Without altering anything, output the material below.
------------------------------------------------------------
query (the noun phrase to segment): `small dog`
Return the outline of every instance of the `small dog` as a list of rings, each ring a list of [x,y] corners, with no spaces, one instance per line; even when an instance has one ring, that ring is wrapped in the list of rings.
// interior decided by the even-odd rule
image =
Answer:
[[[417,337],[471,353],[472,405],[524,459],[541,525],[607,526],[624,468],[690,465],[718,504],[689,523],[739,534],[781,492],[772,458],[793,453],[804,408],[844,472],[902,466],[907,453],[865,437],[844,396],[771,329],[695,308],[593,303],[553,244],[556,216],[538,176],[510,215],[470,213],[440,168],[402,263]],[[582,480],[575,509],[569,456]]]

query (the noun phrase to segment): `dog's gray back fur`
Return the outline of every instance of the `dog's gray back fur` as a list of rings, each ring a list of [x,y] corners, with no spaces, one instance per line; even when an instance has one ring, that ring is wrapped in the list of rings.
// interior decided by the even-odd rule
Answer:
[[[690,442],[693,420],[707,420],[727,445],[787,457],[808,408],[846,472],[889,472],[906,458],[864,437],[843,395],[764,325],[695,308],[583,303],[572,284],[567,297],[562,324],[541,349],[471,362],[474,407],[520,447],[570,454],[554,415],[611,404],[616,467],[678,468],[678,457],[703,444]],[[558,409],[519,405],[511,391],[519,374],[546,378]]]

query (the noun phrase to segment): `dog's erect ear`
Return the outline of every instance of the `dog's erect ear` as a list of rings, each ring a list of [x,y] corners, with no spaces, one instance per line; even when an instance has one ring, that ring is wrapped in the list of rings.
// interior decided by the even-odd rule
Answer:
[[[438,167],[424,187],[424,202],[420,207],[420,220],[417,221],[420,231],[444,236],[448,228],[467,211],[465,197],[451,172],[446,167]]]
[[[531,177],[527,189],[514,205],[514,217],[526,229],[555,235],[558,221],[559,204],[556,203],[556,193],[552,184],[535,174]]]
------------------------------------------------------------
*Complete output*.
query (the noun phrase to segment): `small dog`
Return the outline of every instance of the `small dog` as a list of rings, each ring a list of [x,y] corners, with no spaces, one instance per line; even when an instance has one ring, that ring is wrapped in the list of rings.
// interior decided by the even-odd rule
image =
Answer:
[[[417,337],[471,353],[472,405],[524,459],[541,525],[607,526],[624,468],[690,465],[718,504],[689,523],[739,534],[781,492],[772,458],[793,453],[804,408],[844,472],[902,466],[907,453],[865,437],[844,396],[771,329],[695,308],[593,303],[553,244],[556,216],[538,176],[510,215],[470,213],[440,168],[402,263]],[[582,480],[575,509],[569,456]]]

query (the noun phrase to segment): `dog's gray back fur`
Return the outline of every instance of the `dog's gray back fur` as a list of rings, each ring a list of [x,y] corners, with no spaces, one instance per line; even when an instance has one ring, that ring is wrapped in the list of rings.
// interior decided by the even-odd rule
Answer:
[[[690,442],[693,420],[707,420],[727,445],[787,457],[808,408],[846,472],[889,472],[906,458],[864,437],[843,395],[764,325],[695,308],[583,303],[572,284],[567,297],[562,324],[541,349],[471,362],[474,407],[520,447],[570,454],[554,415],[611,404],[616,467],[678,468],[678,457],[703,444]],[[558,409],[519,405],[511,391],[519,374],[546,378]]]

query (the noun phrase to segment): `dog's erect ear`
Return the outline of every instance of the `dog's erect ear` as a list of rings, each ring a list of [x,y] corners, with no spaces, one instance per line; even when an instance has one ring, that ring is wrapped in the list of rings.
// interior decided by the even-odd rule
Answer:
[[[438,167],[424,187],[424,202],[420,207],[420,220],[417,221],[420,231],[444,236],[448,228],[467,211],[465,197],[451,172],[446,167]]]
[[[531,177],[527,189],[514,205],[514,217],[526,229],[555,235],[558,221],[559,204],[556,203],[556,193],[552,184],[535,174]]]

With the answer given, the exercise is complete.